[EXTRACT]
════════════════

[PATCH] D74731: [Clangd] Fixed assertion when processing extended ASCII characters.
Kadir Cetinkaya via Phabricator via cfe-commits
cfe-commits at lists.llvm.org
Fri Feb 21 01:44:26 PST 2020
kadircet added inline comments.
================
Comment at: clang-tools-extra/clangd/SourceCode.cpp:70
size_t UTF8Length = llvm::countLeadingOnes(C);
- // 0xxx is ASCII, handled above. 10xxx is a trailing byte, invalid here.
- // 11111xxx is not valid UTF-8 at all. Assert because it's probably our bug.
- assert((UTF8Length >= 2 && UTF8Length <= 4) &&
- "Invalid UTF-8, or transcoding bug?");
I += UTF8Length; // Skip over all trailing bytes.
+ // 0xxx is ASCII, handled above. 10xxx is a trailing byte, invalid here.
----------------
can we also move this into valid case, and only increment by one on the invalid(extended ascii) case ?

════════════════

[DATA RECORDS]
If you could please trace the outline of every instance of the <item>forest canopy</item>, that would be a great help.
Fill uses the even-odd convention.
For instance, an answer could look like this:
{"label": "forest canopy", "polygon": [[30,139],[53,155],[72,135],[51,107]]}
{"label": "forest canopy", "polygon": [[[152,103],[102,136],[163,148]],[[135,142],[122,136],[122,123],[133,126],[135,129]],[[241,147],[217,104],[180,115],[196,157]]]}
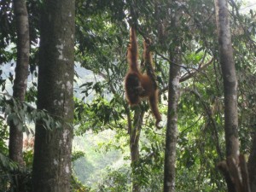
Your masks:
{"label": "forest canopy", "polygon": [[2,0],[0,26],[0,191],[256,190],[255,2]]}

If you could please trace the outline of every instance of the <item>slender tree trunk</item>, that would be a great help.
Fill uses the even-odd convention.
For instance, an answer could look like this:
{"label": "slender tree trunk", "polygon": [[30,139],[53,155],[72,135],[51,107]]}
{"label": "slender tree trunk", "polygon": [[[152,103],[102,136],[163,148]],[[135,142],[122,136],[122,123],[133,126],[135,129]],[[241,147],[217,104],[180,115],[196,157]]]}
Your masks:
{"label": "slender tree trunk", "polygon": [[[176,0],[172,0],[175,3]],[[174,31],[177,31],[179,13],[172,13],[171,26]],[[170,69],[168,83],[168,111],[167,126],[166,133],[166,151],[165,151],[165,170],[164,170],[164,192],[175,192],[175,176],[176,176],[176,146],[177,137],[177,104],[179,99],[179,79],[181,58],[179,54],[179,40],[173,33],[172,47],[170,53]]]}
{"label": "slender tree trunk", "polygon": [[[13,96],[19,101],[24,101],[29,62],[29,25],[26,0],[14,0],[14,9],[17,32],[17,61],[15,67],[15,79],[13,87]],[[22,123],[22,122],[20,122]],[[9,158],[17,162],[20,167],[24,166],[23,161],[23,131],[14,122],[10,122],[9,127]],[[23,191],[20,177],[15,176],[12,189],[15,191]]]}
{"label": "slender tree trunk", "polygon": [[[215,9],[219,44],[219,59],[224,90],[226,157],[227,159],[233,158],[235,161],[238,163],[237,80],[233,56],[227,1],[215,0]],[[225,178],[228,185],[228,191],[236,191],[236,183],[233,183],[230,177],[225,177]]]}
{"label": "slender tree trunk", "polygon": [[252,150],[248,160],[248,172],[251,190],[256,191],[256,132],[254,131],[253,134]]}
{"label": "slender tree trunk", "polygon": [[61,119],[61,128],[36,125],[32,170],[35,192],[69,192],[73,119],[74,0],[42,5],[38,108]]}
{"label": "slender tree trunk", "polygon": [[[176,57],[179,55],[176,54]],[[168,112],[167,127],[166,134],[166,153],[165,153],[165,175],[164,192],[175,191],[175,163],[176,145],[177,135],[177,103],[179,99],[179,78],[180,67],[178,60],[174,55],[171,56],[173,63],[170,65],[169,90],[168,90]]]}
{"label": "slender tree trunk", "polygon": [[[132,168],[132,192],[141,191],[138,179],[137,179],[137,172],[136,172],[137,163],[140,158],[139,154],[139,140],[144,112],[139,107],[135,111],[133,126],[130,128],[130,151]],[[130,124],[131,125],[131,124]]]}

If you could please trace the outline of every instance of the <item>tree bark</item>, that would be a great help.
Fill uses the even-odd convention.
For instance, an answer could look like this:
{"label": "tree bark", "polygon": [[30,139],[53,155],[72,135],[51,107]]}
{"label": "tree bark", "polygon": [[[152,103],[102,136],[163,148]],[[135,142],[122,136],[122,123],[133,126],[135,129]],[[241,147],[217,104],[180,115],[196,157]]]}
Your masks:
{"label": "tree bark", "polygon": [[[218,35],[219,60],[224,92],[224,131],[226,158],[239,162],[237,80],[233,56],[229,9],[226,0],[215,0],[216,23]],[[234,190],[234,183],[227,178],[228,191]]]}
{"label": "tree bark", "polygon": [[176,163],[176,145],[177,136],[177,103],[179,99],[179,78],[180,67],[178,63],[178,54],[176,58],[173,55],[171,61],[169,72],[168,89],[168,112],[167,127],[166,134],[166,152],[165,152],[165,173],[164,173],[164,192],[175,191],[175,163]]}
{"label": "tree bark", "polygon": [[74,0],[48,0],[42,5],[38,108],[61,128],[37,122],[32,190],[69,192],[73,120]]}
{"label": "tree bark", "polygon": [[[176,0],[172,3],[175,3]],[[178,1],[177,1],[178,2]],[[172,12],[170,15],[171,26],[177,32],[180,14],[178,11]],[[170,68],[168,83],[168,111],[167,126],[166,133],[166,149],[165,149],[165,168],[164,168],[164,192],[175,192],[176,177],[176,146],[177,137],[177,104],[179,99],[180,87],[180,63],[181,54],[179,48],[178,33],[173,32],[172,46],[169,49]]]}
{"label": "tree bark", "polygon": [[[24,101],[29,62],[29,26],[25,0],[15,0],[14,9],[17,30],[17,61],[13,96]],[[12,160],[23,165],[22,157],[23,132],[14,123],[10,125],[9,157]]]}
{"label": "tree bark", "polygon": [[[15,79],[13,87],[13,96],[20,102],[25,99],[26,82],[28,75],[29,62],[29,24],[26,0],[14,0],[14,11],[17,32],[17,61],[15,67]],[[23,122],[20,122],[21,124]],[[9,158],[17,162],[20,167],[24,166],[23,161],[23,131],[13,121],[9,125]],[[15,173],[14,173],[15,174]],[[22,185],[18,175],[13,179],[12,189],[15,191],[23,191]]]}
{"label": "tree bark", "polygon": [[256,191],[256,132],[254,131],[253,134],[252,150],[248,160],[248,173],[251,190]]}
{"label": "tree bark", "polygon": [[[136,166],[137,163],[140,158],[139,153],[139,141],[141,135],[141,129],[143,125],[143,119],[144,116],[144,112],[137,107],[134,113],[134,122],[133,126],[130,127],[130,151],[131,151],[131,160],[132,168],[132,192],[141,191],[141,187],[137,179]],[[131,125],[131,124],[130,124]]]}

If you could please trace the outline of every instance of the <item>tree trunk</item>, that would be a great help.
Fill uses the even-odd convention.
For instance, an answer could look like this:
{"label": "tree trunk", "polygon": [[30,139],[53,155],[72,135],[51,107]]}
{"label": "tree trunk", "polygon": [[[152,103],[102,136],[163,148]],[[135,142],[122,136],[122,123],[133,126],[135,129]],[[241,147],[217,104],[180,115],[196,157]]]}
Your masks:
{"label": "tree trunk", "polygon": [[[141,135],[141,129],[143,125],[143,119],[144,116],[144,112],[142,111],[139,107],[136,108],[134,114],[133,126],[130,127],[130,151],[131,151],[131,160],[132,168],[132,192],[141,191],[141,187],[137,179],[137,175],[138,174],[137,170],[137,163],[140,158],[139,154],[139,140]],[[130,124],[131,125],[131,124]]]}
{"label": "tree trunk", "polygon": [[[176,0],[172,3],[175,3]],[[176,11],[170,15],[171,26],[177,31],[177,21],[180,14]],[[175,192],[175,164],[176,164],[176,146],[177,137],[177,104],[179,99],[179,79],[180,67],[180,48],[177,32],[173,33],[172,47],[170,49],[170,68],[168,83],[168,111],[167,126],[166,133],[165,149],[165,169],[164,169],[164,192]]]}
{"label": "tree trunk", "polygon": [[[17,32],[17,61],[13,96],[15,99],[23,102],[26,89],[30,48],[28,15],[26,1],[14,0],[14,10]],[[22,154],[23,131],[13,121],[10,122],[9,142],[9,158],[22,167],[24,166]],[[15,177],[16,178],[13,179],[12,189],[15,189],[15,191],[23,191],[21,184],[19,183],[20,177],[16,175]]]}
{"label": "tree trunk", "polygon": [[36,125],[32,189],[69,192],[73,119],[74,0],[48,0],[42,5],[38,108],[61,128]]}
{"label": "tree trunk", "polygon": [[253,134],[252,150],[248,160],[248,172],[251,190],[256,191],[256,132],[254,131]]}
{"label": "tree trunk", "polygon": [[[224,90],[224,130],[226,157],[238,163],[239,140],[237,118],[237,80],[236,75],[231,34],[226,0],[215,0],[216,23],[218,35],[219,59]],[[234,190],[234,183],[226,177],[228,190]]]}
{"label": "tree trunk", "polygon": [[[178,57],[178,54],[175,56]],[[179,98],[179,78],[180,67],[177,58],[172,55],[169,72],[169,90],[168,90],[168,112],[167,127],[166,134],[166,152],[165,152],[165,175],[164,192],[175,191],[175,163],[176,163],[176,145],[177,135],[177,103]]]}

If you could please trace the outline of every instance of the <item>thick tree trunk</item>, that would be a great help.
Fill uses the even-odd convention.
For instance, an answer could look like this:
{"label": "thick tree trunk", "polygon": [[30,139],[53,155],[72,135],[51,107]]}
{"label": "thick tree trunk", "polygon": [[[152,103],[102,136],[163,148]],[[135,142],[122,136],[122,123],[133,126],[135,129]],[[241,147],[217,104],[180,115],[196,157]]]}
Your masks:
{"label": "thick tree trunk", "polygon": [[[28,15],[26,0],[14,0],[14,9],[17,32],[17,61],[13,96],[15,99],[22,102],[25,99],[26,89],[30,48]],[[24,166],[22,154],[23,131],[13,121],[10,122],[9,142],[9,158],[22,167]],[[15,189],[15,191],[23,191],[22,185],[19,183],[20,180],[20,177],[16,175],[14,177],[12,189]]]}
{"label": "thick tree trunk", "polygon": [[36,125],[32,189],[69,192],[73,119],[74,0],[42,5],[38,108],[61,119],[61,128]]}
{"label": "thick tree trunk", "polygon": [[[226,0],[215,0],[216,23],[218,35],[219,59],[224,90],[224,130],[226,157],[239,162],[237,80],[236,75],[229,9]],[[228,190],[236,191],[235,183],[226,177]]]}
{"label": "thick tree trunk", "polygon": [[[179,55],[177,54],[176,56]],[[168,90],[168,112],[167,127],[166,134],[166,153],[165,153],[165,175],[164,192],[175,191],[175,163],[176,163],[176,145],[177,135],[177,103],[179,99],[179,78],[180,67],[177,59],[172,57],[173,63],[170,65],[169,72],[169,90]]]}
{"label": "thick tree trunk", "polygon": [[[140,184],[137,183],[136,172],[137,163],[140,158],[139,154],[139,140],[144,112],[139,107],[135,111],[133,126],[130,127],[130,151],[132,168],[132,192],[141,191]],[[131,125],[131,124],[130,124]]]}

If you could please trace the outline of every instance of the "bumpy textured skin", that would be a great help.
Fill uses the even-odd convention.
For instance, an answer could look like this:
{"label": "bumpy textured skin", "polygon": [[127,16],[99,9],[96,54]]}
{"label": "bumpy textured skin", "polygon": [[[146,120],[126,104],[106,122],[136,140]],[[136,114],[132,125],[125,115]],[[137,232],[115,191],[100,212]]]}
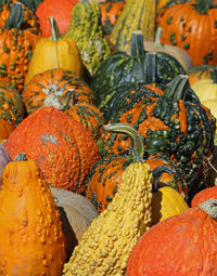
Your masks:
{"label": "bumpy textured skin", "polygon": [[131,41],[131,35],[140,29],[145,40],[153,40],[155,31],[155,9],[153,0],[128,0],[117,19],[111,41],[116,51],[126,51]]}
{"label": "bumpy textured skin", "polygon": [[152,197],[152,225],[189,209],[183,197],[169,186],[161,187]]}
{"label": "bumpy textured skin", "polygon": [[195,194],[191,200],[191,207],[196,208],[209,198],[217,198],[217,186],[204,188]]}
{"label": "bumpy textured skin", "polygon": [[60,276],[65,237],[54,198],[34,160],[4,168],[0,214],[0,275]]}
{"label": "bumpy textured skin", "polygon": [[[24,6],[24,23],[20,28],[4,29],[10,5],[0,12],[0,79],[10,81],[20,92],[23,89],[33,49],[40,38],[36,15]],[[27,24],[26,24],[26,23]]]}
{"label": "bumpy textured skin", "polygon": [[44,98],[56,93],[60,96],[72,91],[75,102],[85,100],[92,103],[93,91],[71,70],[62,68],[50,69],[36,75],[23,90],[23,101],[28,114],[34,113],[43,105]]}
{"label": "bumpy textured skin", "polygon": [[94,219],[75,248],[65,276],[125,275],[128,255],[151,222],[152,174],[131,163],[107,209]]}
{"label": "bumpy textured skin", "polygon": [[74,5],[65,36],[76,42],[82,63],[91,76],[100,63],[111,55],[110,45],[103,37],[100,4],[97,2],[87,1]]}
{"label": "bumpy textured skin", "polygon": [[206,12],[200,11],[196,2],[169,1],[162,9],[156,17],[163,28],[161,41],[183,49],[191,56],[193,65],[216,64],[217,50],[213,41],[217,39],[217,4],[212,1]]}
{"label": "bumpy textured skin", "polygon": [[16,127],[25,116],[25,104],[17,90],[10,88],[9,82],[0,81],[0,118]]}
{"label": "bumpy textured skin", "polygon": [[216,275],[217,223],[199,208],[157,223],[132,249],[126,276]]}
{"label": "bumpy textured skin", "polygon": [[[145,86],[122,94],[116,103],[110,122],[133,126],[149,154],[168,156],[183,170],[188,193],[194,185],[199,188],[204,181],[204,165],[214,150],[216,122],[210,111],[196,102],[161,96],[154,87]],[[104,155],[120,154],[130,146],[130,140],[104,131],[98,144]]]}
{"label": "bumpy textured skin", "polygon": [[[125,169],[131,163],[127,154],[112,155],[100,159],[93,165],[90,173],[85,180],[86,197],[95,206],[98,212],[102,212],[113,200],[113,197],[119,189],[122,175]],[[187,183],[183,172],[177,168],[175,162],[163,156],[153,156],[144,160],[151,168],[151,171],[159,166],[167,166],[174,170],[174,173],[162,173],[159,182],[168,185],[181,194],[187,194]],[[184,193],[182,193],[184,196]],[[157,208],[158,210],[158,208]]]}
{"label": "bumpy textured skin", "polygon": [[102,27],[105,35],[111,35],[119,15],[125,6],[125,0],[108,0],[101,4]]}
{"label": "bumpy textured skin", "polygon": [[12,159],[25,153],[36,160],[47,184],[78,194],[85,175],[100,159],[91,133],[53,107],[41,107],[25,118],[4,146]]}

════════════════

[REQUIREMENTS] Pick up the Clangd code review thread on the extended ASCII fix and continue writing it from its last line.

[RESULT]
as we are trying to recover from extended ascii, and they are 1 byte in length, not multiple.
================
Comment at: clang-tools-extra/clangd/SourceCode.cpp:71
I += UTF8Length; // Skip over all trailing bytes.
- // A codepoint takes two UTF-16 code unit if it's astral (outside BMP).
- // Astral codepoints are encoded as 4 bytes in UTF-8 (11110xxx ...)
- if (CB(UTF8Length, UTF8Length == 4 ? 2 : 1))
- return true;
+ // 0xxx is ASCII, handled above. 10xxx is a trailing byte, invalid here.
+ // 11111xxx is not valid UTF-8 at all. Log it because it's probably our bug.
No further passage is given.